/---

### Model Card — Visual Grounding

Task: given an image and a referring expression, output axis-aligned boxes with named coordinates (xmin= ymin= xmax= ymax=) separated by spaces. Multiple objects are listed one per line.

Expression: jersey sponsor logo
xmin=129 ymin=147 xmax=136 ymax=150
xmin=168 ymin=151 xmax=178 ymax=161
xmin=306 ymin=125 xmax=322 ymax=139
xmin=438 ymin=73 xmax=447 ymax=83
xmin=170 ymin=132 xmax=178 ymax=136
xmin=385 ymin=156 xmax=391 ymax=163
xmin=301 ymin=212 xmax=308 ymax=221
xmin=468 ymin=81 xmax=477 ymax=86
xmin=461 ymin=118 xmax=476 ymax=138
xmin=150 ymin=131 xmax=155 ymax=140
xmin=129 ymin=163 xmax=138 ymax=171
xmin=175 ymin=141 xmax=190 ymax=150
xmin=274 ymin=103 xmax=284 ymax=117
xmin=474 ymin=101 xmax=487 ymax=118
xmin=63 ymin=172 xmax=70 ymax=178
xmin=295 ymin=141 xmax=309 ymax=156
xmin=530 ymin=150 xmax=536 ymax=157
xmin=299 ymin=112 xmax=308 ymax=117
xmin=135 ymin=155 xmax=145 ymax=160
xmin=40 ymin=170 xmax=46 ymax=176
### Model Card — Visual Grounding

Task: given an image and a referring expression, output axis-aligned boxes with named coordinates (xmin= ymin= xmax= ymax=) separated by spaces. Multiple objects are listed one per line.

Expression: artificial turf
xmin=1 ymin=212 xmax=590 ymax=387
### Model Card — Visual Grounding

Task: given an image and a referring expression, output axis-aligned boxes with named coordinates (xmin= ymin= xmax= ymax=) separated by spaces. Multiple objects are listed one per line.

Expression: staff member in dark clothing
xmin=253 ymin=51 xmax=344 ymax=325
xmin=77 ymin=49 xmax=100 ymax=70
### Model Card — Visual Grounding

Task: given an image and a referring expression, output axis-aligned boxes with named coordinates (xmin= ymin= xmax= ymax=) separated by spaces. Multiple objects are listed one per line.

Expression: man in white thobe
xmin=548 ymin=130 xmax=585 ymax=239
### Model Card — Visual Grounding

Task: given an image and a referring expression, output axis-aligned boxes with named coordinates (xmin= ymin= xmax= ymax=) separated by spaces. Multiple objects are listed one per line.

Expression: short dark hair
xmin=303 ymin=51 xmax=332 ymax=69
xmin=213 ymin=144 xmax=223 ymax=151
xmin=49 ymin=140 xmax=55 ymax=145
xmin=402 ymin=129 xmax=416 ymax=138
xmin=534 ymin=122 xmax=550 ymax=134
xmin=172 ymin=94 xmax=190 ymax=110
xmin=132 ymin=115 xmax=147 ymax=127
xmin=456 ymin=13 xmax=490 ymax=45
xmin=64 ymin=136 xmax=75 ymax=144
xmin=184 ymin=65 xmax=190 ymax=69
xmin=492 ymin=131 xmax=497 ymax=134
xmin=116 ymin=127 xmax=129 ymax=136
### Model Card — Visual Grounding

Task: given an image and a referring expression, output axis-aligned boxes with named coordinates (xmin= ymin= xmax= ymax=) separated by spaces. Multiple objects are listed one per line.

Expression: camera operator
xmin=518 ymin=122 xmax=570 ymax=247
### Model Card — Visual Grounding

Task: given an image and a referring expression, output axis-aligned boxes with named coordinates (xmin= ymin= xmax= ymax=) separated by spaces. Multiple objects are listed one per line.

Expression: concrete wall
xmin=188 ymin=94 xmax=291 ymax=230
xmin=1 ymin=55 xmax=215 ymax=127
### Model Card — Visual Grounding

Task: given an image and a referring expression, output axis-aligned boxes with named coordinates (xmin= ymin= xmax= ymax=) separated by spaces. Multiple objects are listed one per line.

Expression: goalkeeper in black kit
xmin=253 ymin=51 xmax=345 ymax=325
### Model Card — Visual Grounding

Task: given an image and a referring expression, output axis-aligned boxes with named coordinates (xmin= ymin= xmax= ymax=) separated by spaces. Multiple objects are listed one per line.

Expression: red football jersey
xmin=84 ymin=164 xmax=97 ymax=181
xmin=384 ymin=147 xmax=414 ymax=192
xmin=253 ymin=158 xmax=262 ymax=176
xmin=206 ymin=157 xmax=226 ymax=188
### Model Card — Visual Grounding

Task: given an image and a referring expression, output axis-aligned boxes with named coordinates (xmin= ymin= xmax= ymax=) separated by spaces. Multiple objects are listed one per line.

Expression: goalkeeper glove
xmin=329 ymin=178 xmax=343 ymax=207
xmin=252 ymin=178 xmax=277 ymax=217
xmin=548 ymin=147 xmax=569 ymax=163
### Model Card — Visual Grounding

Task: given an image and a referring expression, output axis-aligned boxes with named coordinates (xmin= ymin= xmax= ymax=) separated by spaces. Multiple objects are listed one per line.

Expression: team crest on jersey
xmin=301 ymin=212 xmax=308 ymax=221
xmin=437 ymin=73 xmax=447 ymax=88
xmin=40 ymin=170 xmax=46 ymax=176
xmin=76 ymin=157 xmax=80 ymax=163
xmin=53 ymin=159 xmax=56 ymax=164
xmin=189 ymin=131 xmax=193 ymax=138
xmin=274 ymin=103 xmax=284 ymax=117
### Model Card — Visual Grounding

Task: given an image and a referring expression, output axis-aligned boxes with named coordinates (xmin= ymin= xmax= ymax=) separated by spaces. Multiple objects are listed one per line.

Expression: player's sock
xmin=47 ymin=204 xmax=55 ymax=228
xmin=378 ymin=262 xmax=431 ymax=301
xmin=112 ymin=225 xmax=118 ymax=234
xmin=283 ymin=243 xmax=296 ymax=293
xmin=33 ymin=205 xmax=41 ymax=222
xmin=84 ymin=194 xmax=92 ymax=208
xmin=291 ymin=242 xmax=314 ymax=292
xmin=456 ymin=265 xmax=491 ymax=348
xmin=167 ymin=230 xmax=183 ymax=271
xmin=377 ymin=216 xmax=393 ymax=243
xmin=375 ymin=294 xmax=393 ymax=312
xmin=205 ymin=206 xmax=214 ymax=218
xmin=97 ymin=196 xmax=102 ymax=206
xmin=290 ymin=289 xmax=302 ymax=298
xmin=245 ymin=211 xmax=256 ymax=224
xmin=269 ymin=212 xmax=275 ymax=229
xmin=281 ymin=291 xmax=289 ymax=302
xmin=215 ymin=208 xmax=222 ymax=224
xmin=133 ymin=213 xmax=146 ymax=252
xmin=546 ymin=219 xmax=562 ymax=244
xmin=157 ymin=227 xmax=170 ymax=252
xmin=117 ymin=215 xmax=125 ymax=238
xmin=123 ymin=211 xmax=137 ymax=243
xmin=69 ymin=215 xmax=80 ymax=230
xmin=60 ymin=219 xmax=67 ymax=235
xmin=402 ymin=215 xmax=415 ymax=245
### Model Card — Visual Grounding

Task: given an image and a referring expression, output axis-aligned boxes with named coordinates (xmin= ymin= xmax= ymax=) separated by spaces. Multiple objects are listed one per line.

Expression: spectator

\---

* **Exercise prompt**
Output the data in full, exactly as it stands.

* **Exercise output**
### Model Card — Visual Grounding

Task: given an image and a referring expression, output axis-aligned boxes with named coordinates (xmin= ymin= xmax= ymax=) separated by spaces. Multiple objects are listed one per line.

Expression: jersey sponsor logo
xmin=129 ymin=147 xmax=136 ymax=150
xmin=168 ymin=151 xmax=178 ymax=161
xmin=306 ymin=125 xmax=322 ymax=139
xmin=438 ymin=73 xmax=447 ymax=83
xmin=170 ymin=132 xmax=178 ymax=136
xmin=385 ymin=156 xmax=391 ymax=163
xmin=301 ymin=212 xmax=308 ymax=221
xmin=468 ymin=81 xmax=477 ymax=86
xmin=461 ymin=118 xmax=476 ymax=138
xmin=150 ymin=131 xmax=155 ymax=140
xmin=129 ymin=163 xmax=138 ymax=171
xmin=175 ymin=141 xmax=190 ymax=150
xmin=274 ymin=103 xmax=284 ymax=117
xmin=474 ymin=101 xmax=487 ymax=118
xmin=63 ymin=172 xmax=70 ymax=178
xmin=295 ymin=141 xmax=309 ymax=156
xmin=530 ymin=150 xmax=536 ymax=157
xmin=299 ymin=112 xmax=308 ymax=117
xmin=135 ymin=155 xmax=145 ymax=160
xmin=40 ymin=170 xmax=46 ymax=176
### Model Card — Visual Grounding

Task: given an image and a referring expression, output axis-aligned boxes with named coordinates (xmin= ymin= xmax= ymax=) separated by spaces. Multiple objects are listed one per line.

Expression: artificial turf
xmin=1 ymin=212 xmax=590 ymax=387
### Model Card — Visual Grounding

Task: given an image and a referring expression, output axis-aligned boxes with named coordinates (xmin= ymin= xmax= ymax=) separated by spaces. Multiple objects are listed one per line.

Expression: staff member in dark clothing
xmin=253 ymin=51 xmax=344 ymax=325
xmin=77 ymin=49 xmax=100 ymax=70
### Model Card — Visual Grounding

Task: given an image and a referring expression, output axis-aligned boxes with named coordinates (xmin= ymin= xmax= ymax=) separated by spaces. Multiple objects are listed one per line.

Expression: man in white thobe
xmin=548 ymin=130 xmax=585 ymax=239
### Model Card — Visual Grounding

Task: given an image and a referring expression, output axis-aligned boxes with named coordinates (xmin= ymin= xmax= ymax=) separated by spaces. Multiple objects are listed one per line.

Expression: short dark hair
xmin=303 ymin=51 xmax=332 ymax=69
xmin=213 ymin=144 xmax=223 ymax=151
xmin=49 ymin=140 xmax=55 ymax=145
xmin=402 ymin=129 xmax=416 ymax=138
xmin=534 ymin=122 xmax=550 ymax=134
xmin=172 ymin=94 xmax=190 ymax=110
xmin=132 ymin=115 xmax=147 ymax=127
xmin=456 ymin=13 xmax=490 ymax=45
xmin=64 ymin=136 xmax=75 ymax=144
xmin=184 ymin=65 xmax=190 ymax=69
xmin=492 ymin=131 xmax=497 ymax=134
xmin=116 ymin=127 xmax=129 ymax=136
### Model Card — Visual Grounding

Task: given an image and a referring expression, output axis-aligned boxes with named coordinates (xmin= ymin= xmax= ymax=) separated by spaces. Multiple objects are listed one per line.

Expression: camera operator
xmin=518 ymin=122 xmax=570 ymax=247
### Model Card — Visual Grounding

Task: given an image and a referring expression, output axis-aligned boxes with named coordinates (xmin= ymin= xmax= ymax=) separated by spaces. Multiple objects are listed one per line.

Expression: concrete wall
xmin=188 ymin=94 xmax=291 ymax=230
xmin=1 ymin=55 xmax=215 ymax=127
### Model Card — Visual Grounding

Task: given an image and a referring expression, output axis-aligned boxes with named coordinates (xmin= ymin= xmax= ymax=) separated by spaces. Multiple objects are listed one per line.

Expression: goalkeeper in black kit
xmin=253 ymin=51 xmax=345 ymax=325
### Model Card — Visual Grounding

Task: given an image and a referring expression, output axis-aligned boxes with named coordinates (xmin= ymin= xmax= ymax=) separated by spaces. Multiple objects are listed one per line.

Expression: red football jersey
xmin=84 ymin=164 xmax=97 ymax=181
xmin=384 ymin=147 xmax=414 ymax=192
xmin=253 ymin=158 xmax=262 ymax=176
xmin=206 ymin=157 xmax=226 ymax=188
### Model Card — Visual Grounding

Task: given an image and a referring expression, output axis-aligned boxes with named coordinates (xmin= ymin= xmax= ymax=) separated by spaces. Multiple objects are listed one per line.

Expression: goalkeeper glove
xmin=329 ymin=178 xmax=343 ymax=207
xmin=252 ymin=178 xmax=277 ymax=217
xmin=548 ymin=147 xmax=569 ymax=163
### Model Card — Visual Grounding

Task: given an image and a referring expression, output axis-aligned boxes with named coordinates (xmin= ymin= xmax= ymax=) separated by spaces. Multiple objects are listed one per line.

Expression: team crest on jersey
xmin=301 ymin=212 xmax=308 ymax=221
xmin=437 ymin=73 xmax=447 ymax=88
xmin=40 ymin=170 xmax=46 ymax=176
xmin=76 ymin=157 xmax=80 ymax=163
xmin=53 ymin=159 xmax=56 ymax=164
xmin=189 ymin=131 xmax=193 ymax=138
xmin=274 ymin=103 xmax=284 ymax=117
### Model Card — Visual Grounding

Task: given an image and a referring expression, output axis-aligned boxes with named coordinates (xmin= ymin= xmax= ymax=) separated by spaces. Multiple objects are listed one per line.

Expression: player's sock
xmin=47 ymin=204 xmax=55 ymax=228
xmin=378 ymin=262 xmax=431 ymax=301
xmin=112 ymin=225 xmax=118 ymax=234
xmin=283 ymin=243 xmax=296 ymax=293
xmin=33 ymin=205 xmax=41 ymax=222
xmin=84 ymin=194 xmax=92 ymax=208
xmin=291 ymin=242 xmax=314 ymax=292
xmin=456 ymin=265 xmax=491 ymax=348
xmin=167 ymin=230 xmax=183 ymax=271
xmin=377 ymin=216 xmax=393 ymax=243
xmin=375 ymin=294 xmax=393 ymax=312
xmin=205 ymin=206 xmax=214 ymax=218
xmin=97 ymin=196 xmax=102 ymax=206
xmin=290 ymin=289 xmax=302 ymax=298
xmin=245 ymin=211 xmax=256 ymax=224
xmin=269 ymin=212 xmax=275 ymax=229
xmin=281 ymin=291 xmax=289 ymax=302
xmin=215 ymin=208 xmax=222 ymax=224
xmin=133 ymin=213 xmax=146 ymax=252
xmin=546 ymin=219 xmax=562 ymax=244
xmin=157 ymin=227 xmax=170 ymax=252
xmin=117 ymin=215 xmax=125 ymax=238
xmin=123 ymin=211 xmax=137 ymax=243
xmin=69 ymin=215 xmax=80 ymax=230
xmin=60 ymin=219 xmax=67 ymax=235
xmin=402 ymin=215 xmax=415 ymax=245
### Model Card — Visual Grounding

Task: given an image and a referring expression, output axis-aligned boxes with named coordinates (xmin= ymin= xmax= ymax=) separated by spaces. Multiple objects are listed one per line.

Expression: spectator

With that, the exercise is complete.